=== Given passage ===

Muhammad's first revelation was an event described in Islamic tradition as taking place in AD 610, during which the Islamic prophet Muhammad was visited by the angel Jibreel (Gabriel), who revealed to him the beginnings of what would later become the Qur'an. The event took place in a cave called Hira, located on the mountain Jabal an-Nour near Mecca. It is not mentioned anywhere when the exact date and time of the revelation was but according to Mubarakpuri, the exact date of this event was Monday, the 21st of Ramadan just before sunrise, i.e. August 10, 610 C.E. – when Muhammad was 40 lunar years, 6 months and 12 days of age, i.e. 39 solar years, 3 months and 22 days.

Date of the revelation

The state of the calendar at the time of the first revelation

Muhammad was born 55 days after the incident of the elephant, which occurred in the middle of Muharram 570 - i.e. his birth date was Monday, 12 Rabi'I in that year. Many military campaigns occurred around the turn of the year, when conditions were propitious for fighting. Additionally, trade, and gatherings associated therewith, was largely seasonally based. To stop the calendar months from rotating through the seasons, intercalation was employed. This involved the occasional insertion of an extra month (announced at the pilgrimage), ideally seven times in nineteen years. Intercalation was said to have been introduced in AD 412, and it was borrowed from the Jews. The Jewish official controlling the practice was known as Nasīʾ.

When the Arabs adopted the procedure they used this word nasīʾ to denote the whole system. It was operated similarly to the way the Jews operated it - the beginning of the year (Muharram) was tied to the spring season.

=== Records supplied ===

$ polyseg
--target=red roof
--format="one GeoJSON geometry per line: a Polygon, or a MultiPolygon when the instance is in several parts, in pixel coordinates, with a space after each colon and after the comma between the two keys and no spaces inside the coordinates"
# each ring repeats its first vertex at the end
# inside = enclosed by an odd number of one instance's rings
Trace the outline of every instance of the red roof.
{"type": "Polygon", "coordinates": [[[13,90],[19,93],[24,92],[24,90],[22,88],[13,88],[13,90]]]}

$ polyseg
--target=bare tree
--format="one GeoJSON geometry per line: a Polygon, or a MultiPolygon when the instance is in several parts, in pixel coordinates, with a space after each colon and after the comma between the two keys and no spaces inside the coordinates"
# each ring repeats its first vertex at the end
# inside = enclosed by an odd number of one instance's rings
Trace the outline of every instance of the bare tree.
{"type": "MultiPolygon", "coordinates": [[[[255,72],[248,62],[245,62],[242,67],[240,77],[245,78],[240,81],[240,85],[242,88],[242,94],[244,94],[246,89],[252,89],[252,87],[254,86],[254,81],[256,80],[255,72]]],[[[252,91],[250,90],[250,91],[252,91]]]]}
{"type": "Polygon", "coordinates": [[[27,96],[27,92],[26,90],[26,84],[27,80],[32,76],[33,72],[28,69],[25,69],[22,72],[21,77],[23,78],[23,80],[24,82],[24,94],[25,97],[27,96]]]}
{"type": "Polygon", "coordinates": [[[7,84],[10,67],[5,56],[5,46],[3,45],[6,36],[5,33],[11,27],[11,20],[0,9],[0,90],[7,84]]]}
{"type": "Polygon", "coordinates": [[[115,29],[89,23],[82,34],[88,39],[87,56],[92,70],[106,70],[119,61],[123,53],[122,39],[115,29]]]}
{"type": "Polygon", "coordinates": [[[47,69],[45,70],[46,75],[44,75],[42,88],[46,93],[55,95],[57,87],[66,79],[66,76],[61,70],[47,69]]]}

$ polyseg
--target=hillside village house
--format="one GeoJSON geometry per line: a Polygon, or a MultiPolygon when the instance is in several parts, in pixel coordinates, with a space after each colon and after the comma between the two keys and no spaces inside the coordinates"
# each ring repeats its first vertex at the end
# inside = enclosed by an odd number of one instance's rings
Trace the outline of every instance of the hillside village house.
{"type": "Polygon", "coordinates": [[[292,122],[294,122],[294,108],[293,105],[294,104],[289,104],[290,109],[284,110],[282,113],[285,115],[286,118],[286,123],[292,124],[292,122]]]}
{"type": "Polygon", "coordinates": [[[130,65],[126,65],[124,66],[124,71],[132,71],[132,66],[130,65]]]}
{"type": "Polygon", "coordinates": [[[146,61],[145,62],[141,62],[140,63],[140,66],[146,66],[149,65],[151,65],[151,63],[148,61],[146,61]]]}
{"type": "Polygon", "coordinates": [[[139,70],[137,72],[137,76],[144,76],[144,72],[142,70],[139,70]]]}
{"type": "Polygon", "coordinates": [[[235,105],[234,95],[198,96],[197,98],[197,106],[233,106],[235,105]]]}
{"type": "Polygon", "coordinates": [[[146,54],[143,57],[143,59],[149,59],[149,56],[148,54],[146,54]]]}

===

◆ **Description of the task**: Reproduce the passage on Muhammad's first revelation, starting with "Muhammad's first revelation" and going on through "and 22 days.", and swap "cave" for "grotto". The records are separate material and are unrelated to the passage on Muhammad's first revelation.

◆ **Problem solution**:
Muhammad's first revelation was an event described in Islamic tradition as taking place in AD 610, during which the Islamic prophet Muhammad was visited by the angel Jibreel (Gabriel), who revealed to him the beginnings of what would later become the Qur'an. The event took place in a grotto called Hira, located on the mountain Jabal an-Nour near Mecca. It is not mentioned anywhere when the exact date and time of the revelation was but according to Mubarakpuri, the exact date of this event was Monday, the 21st of Ramadan just before sunrise, i.e. August 10, 610 C.E. – when Muhammad was 40 lunar years, 6 months and 12 days of age, i.e. 39 solar years, 3 months and 22 days.